:: WHAT YOU WILL DO ::
Pick out every line in the records below that contains the string "negative", and copy each one. Case counts.

[MATERIAL FOR THIS EXERCISE — start]

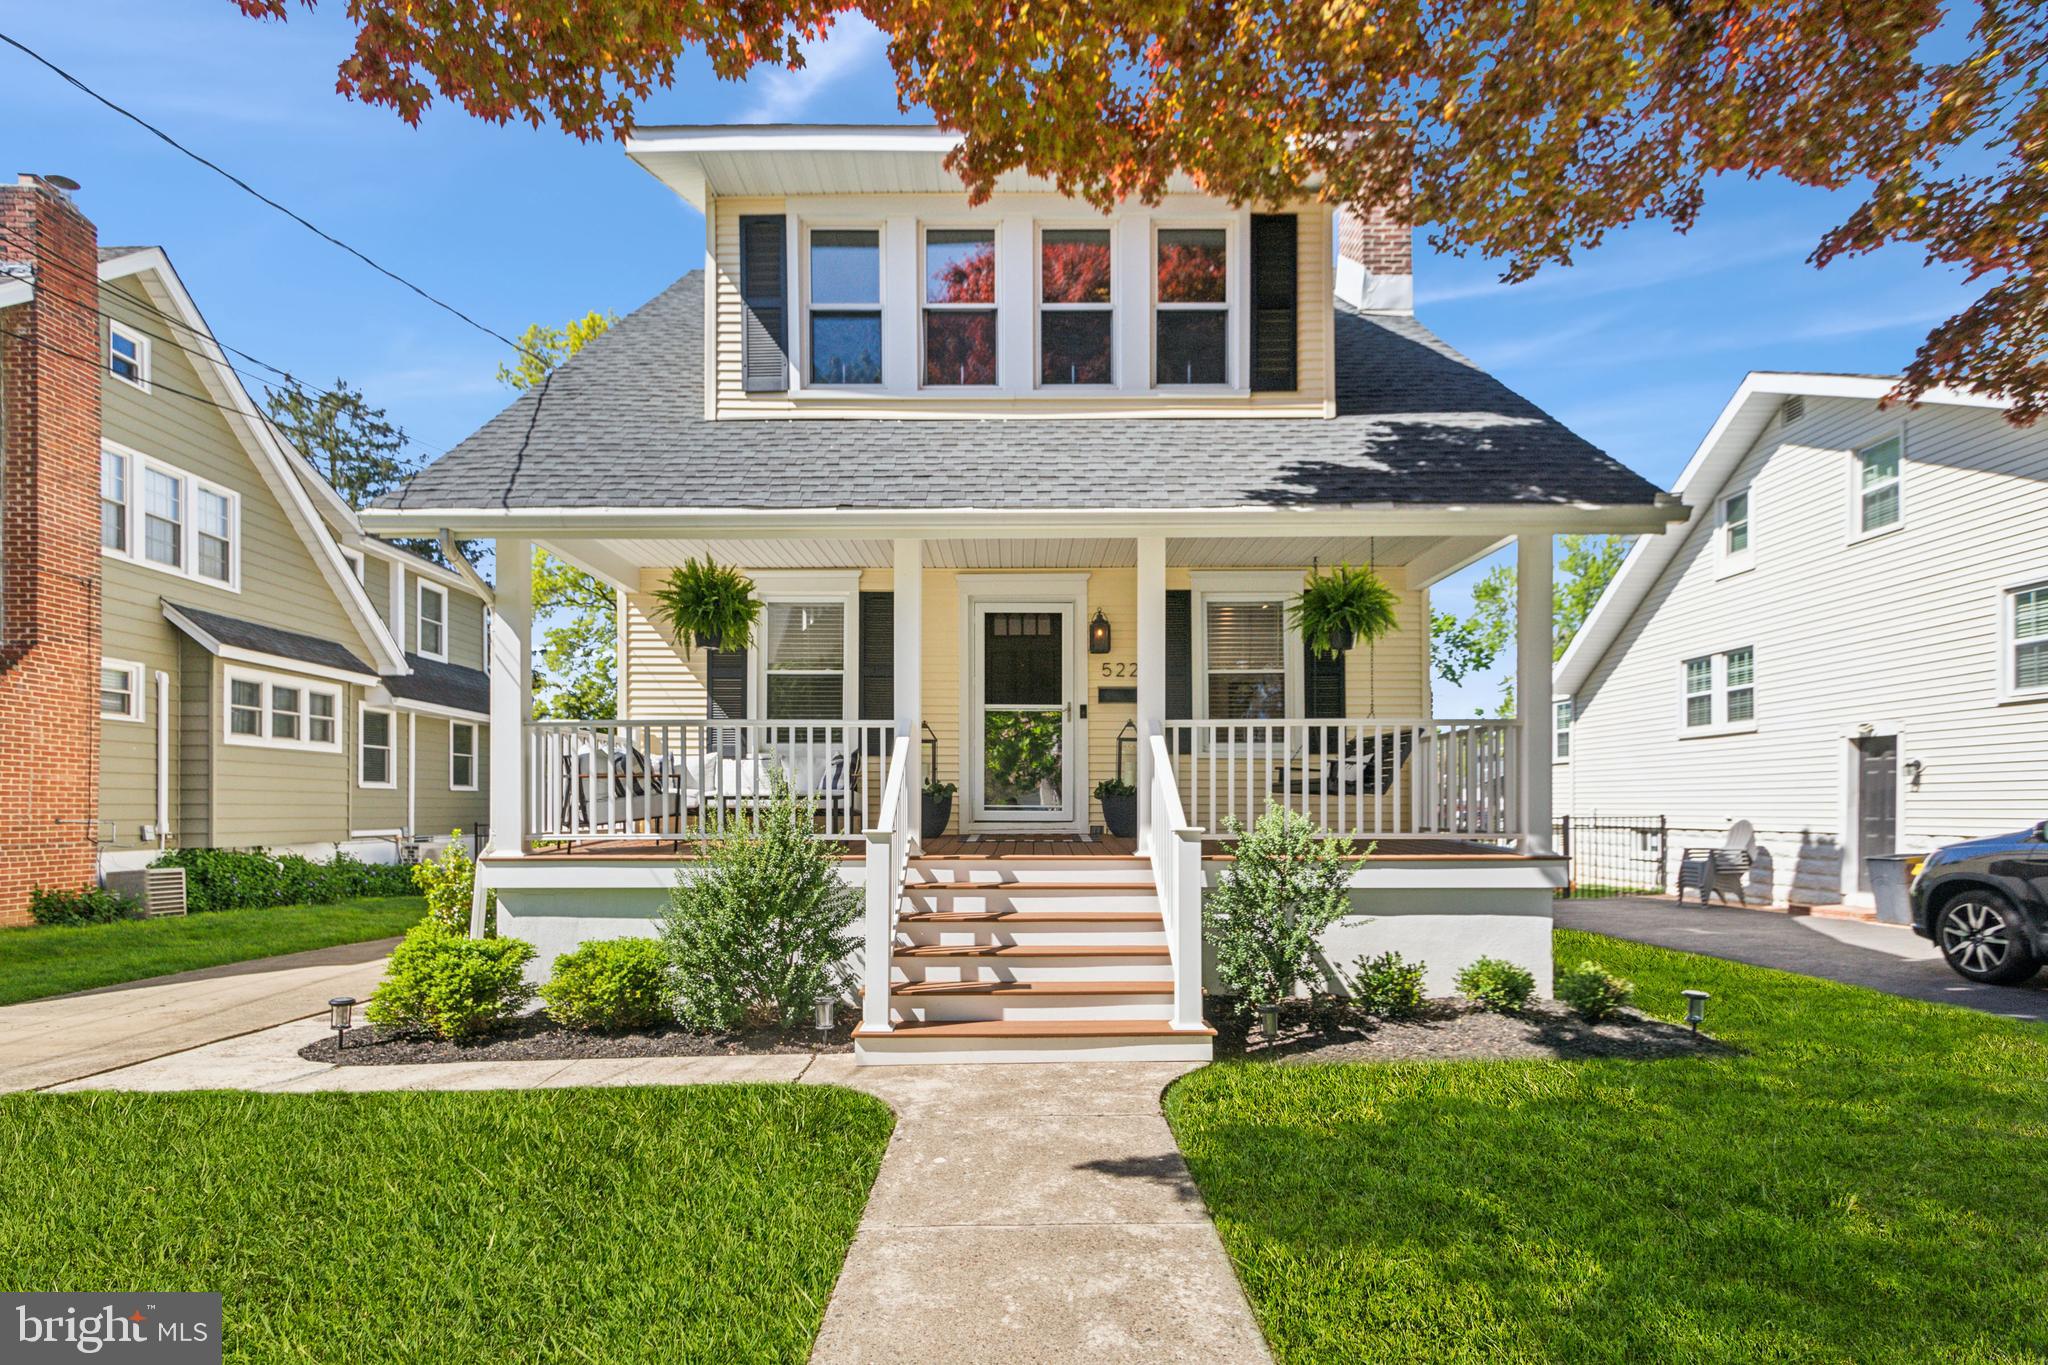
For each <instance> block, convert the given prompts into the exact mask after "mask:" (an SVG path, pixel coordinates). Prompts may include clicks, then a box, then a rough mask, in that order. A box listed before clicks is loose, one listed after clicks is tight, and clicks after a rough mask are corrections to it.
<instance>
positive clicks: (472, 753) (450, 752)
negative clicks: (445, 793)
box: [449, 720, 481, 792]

[MATERIAL FOR THIS EXERCISE — finish]
[MATERIAL FOR THIS EXERCISE — start]

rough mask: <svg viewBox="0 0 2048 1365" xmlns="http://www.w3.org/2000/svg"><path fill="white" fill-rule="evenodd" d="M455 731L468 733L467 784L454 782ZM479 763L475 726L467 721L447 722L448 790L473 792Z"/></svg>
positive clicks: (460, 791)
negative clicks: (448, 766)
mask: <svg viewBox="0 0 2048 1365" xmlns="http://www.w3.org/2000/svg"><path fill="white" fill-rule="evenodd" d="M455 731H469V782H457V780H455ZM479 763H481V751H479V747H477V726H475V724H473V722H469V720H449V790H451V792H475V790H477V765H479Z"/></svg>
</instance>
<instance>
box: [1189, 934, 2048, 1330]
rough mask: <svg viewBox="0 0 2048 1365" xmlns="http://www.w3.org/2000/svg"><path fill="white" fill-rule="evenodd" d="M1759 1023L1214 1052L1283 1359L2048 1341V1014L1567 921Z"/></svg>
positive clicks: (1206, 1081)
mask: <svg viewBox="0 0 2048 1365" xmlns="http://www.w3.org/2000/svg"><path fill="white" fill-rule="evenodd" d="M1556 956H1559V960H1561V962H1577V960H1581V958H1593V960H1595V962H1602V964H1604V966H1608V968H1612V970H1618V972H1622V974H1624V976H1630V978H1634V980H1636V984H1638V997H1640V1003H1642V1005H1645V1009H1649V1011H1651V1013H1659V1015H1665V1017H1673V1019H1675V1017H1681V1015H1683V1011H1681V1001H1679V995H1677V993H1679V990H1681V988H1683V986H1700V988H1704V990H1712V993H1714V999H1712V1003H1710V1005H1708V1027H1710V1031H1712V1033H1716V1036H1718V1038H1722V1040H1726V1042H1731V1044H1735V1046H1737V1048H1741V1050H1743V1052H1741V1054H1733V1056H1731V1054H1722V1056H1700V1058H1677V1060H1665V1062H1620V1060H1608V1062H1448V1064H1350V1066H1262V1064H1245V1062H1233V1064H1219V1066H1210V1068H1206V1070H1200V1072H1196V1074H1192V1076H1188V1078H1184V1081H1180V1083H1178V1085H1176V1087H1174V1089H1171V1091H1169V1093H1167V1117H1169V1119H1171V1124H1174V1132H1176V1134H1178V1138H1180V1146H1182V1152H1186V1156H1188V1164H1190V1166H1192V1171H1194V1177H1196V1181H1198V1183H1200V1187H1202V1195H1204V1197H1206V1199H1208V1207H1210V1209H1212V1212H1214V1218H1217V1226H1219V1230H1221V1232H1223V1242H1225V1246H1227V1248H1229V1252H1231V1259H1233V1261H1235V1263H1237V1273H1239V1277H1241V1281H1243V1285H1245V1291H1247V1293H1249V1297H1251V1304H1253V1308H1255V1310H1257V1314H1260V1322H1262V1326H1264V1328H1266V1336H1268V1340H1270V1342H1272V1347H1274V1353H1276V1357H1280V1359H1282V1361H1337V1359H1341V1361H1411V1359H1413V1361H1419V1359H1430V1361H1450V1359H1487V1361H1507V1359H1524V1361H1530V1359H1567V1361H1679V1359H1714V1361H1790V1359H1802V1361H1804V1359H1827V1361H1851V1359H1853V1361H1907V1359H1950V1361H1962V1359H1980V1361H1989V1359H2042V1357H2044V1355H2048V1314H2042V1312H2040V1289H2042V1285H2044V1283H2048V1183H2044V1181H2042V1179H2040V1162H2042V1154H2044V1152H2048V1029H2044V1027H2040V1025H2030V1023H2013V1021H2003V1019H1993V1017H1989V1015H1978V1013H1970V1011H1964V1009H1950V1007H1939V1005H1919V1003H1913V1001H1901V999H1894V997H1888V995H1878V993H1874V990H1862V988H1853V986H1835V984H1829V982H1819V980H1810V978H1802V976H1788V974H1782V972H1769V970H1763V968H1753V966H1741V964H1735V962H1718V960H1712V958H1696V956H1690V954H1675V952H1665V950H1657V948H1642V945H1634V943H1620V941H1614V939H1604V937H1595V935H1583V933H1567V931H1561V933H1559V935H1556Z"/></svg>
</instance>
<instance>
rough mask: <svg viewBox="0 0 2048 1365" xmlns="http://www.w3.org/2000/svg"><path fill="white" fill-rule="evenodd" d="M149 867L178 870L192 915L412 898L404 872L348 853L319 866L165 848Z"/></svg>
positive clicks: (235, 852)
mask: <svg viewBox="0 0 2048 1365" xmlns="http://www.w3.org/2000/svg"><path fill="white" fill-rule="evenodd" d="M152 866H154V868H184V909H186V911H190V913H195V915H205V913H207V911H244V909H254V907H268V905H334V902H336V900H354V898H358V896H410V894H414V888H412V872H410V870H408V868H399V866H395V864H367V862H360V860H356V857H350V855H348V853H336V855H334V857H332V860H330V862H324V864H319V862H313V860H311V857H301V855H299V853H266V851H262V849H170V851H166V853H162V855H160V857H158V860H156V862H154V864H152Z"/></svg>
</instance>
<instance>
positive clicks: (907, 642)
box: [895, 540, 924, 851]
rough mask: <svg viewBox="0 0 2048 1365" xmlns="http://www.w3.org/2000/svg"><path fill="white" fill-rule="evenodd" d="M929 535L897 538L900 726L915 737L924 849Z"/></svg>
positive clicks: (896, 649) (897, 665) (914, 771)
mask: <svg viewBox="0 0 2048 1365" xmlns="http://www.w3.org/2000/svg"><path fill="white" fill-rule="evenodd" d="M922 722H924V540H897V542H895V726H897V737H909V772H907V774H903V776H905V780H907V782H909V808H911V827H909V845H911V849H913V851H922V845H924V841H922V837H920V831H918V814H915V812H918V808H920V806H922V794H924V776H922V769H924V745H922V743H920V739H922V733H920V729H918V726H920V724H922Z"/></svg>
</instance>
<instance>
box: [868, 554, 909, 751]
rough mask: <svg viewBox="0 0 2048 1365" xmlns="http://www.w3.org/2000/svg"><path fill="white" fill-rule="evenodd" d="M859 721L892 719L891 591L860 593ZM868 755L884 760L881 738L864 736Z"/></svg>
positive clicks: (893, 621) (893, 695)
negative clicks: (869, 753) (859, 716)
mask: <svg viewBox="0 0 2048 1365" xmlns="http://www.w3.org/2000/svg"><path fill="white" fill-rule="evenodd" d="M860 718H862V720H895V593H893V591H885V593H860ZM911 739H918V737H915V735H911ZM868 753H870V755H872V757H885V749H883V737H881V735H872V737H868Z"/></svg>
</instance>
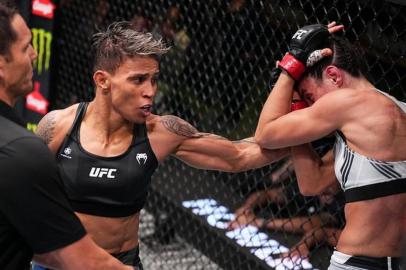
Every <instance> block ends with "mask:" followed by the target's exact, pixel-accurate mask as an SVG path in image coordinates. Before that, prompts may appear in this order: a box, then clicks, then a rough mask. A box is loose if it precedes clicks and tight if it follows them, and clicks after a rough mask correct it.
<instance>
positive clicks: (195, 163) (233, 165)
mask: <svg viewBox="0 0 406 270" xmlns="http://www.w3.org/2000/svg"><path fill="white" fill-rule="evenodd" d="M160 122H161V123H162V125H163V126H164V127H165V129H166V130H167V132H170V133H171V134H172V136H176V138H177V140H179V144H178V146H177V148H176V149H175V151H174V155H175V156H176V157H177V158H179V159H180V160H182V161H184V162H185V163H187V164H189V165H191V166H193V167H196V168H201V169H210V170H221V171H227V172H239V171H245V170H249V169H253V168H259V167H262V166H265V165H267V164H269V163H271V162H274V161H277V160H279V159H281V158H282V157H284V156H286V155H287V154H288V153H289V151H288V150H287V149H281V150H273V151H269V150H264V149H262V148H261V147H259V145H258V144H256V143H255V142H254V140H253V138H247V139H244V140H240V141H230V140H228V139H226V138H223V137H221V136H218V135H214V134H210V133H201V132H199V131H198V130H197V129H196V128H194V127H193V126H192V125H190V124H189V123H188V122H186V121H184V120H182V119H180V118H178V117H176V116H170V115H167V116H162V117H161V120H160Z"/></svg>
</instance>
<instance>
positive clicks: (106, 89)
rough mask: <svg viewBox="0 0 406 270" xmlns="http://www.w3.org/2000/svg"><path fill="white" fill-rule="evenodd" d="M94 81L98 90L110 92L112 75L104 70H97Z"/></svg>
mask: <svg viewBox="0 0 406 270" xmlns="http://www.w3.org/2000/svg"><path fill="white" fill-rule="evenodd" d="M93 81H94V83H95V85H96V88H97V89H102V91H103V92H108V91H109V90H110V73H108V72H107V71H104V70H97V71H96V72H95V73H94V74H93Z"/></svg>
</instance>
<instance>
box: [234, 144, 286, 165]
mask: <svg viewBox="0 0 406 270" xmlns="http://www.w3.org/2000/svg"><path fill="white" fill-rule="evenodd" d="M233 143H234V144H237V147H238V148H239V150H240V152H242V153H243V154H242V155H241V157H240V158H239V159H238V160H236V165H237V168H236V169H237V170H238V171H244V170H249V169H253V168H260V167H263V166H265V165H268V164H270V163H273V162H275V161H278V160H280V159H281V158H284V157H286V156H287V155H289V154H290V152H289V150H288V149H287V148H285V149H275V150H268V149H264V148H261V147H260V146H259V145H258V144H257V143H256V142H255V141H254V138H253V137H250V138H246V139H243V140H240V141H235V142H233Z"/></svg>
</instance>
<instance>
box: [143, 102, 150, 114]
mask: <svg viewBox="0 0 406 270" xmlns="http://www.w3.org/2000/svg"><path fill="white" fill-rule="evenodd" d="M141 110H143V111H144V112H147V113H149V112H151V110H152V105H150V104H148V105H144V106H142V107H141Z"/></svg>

[MATERIAL FOR THIS EXERCISE — finish]
[MATERIAL FOR THIS EXERCISE — start]

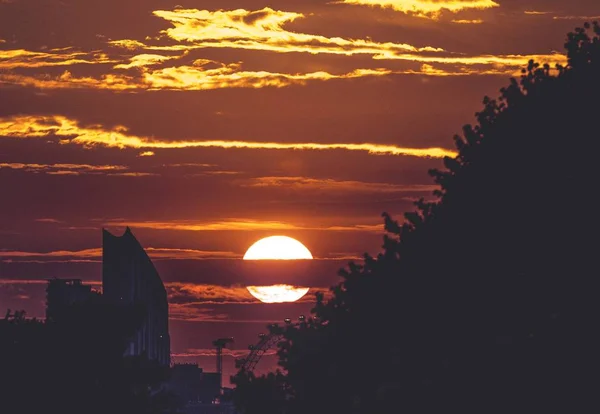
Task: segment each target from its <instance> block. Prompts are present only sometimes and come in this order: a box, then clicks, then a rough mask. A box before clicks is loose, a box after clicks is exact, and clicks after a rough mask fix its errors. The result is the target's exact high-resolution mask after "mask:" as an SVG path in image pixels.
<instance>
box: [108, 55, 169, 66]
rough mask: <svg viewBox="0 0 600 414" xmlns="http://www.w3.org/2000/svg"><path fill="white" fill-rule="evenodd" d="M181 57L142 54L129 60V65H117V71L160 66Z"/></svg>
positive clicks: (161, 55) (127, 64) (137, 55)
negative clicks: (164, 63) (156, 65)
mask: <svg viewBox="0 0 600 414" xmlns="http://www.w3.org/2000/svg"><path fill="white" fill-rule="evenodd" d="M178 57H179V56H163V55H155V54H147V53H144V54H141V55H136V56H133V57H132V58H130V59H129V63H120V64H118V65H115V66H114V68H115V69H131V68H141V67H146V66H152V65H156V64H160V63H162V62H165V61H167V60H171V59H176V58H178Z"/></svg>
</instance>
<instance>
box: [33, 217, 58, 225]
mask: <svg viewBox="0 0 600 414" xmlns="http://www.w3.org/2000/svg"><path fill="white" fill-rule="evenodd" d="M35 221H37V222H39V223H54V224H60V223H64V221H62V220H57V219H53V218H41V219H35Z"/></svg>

[MATERIAL FOR THIS EXERCISE — finish]

:: RESULT OF THE EXERCISE ::
negative clicks: (445, 793)
negative clicks: (448, 766)
negative clicks: (869, 753) (859, 716)
negative clicks: (164, 63) (156, 65)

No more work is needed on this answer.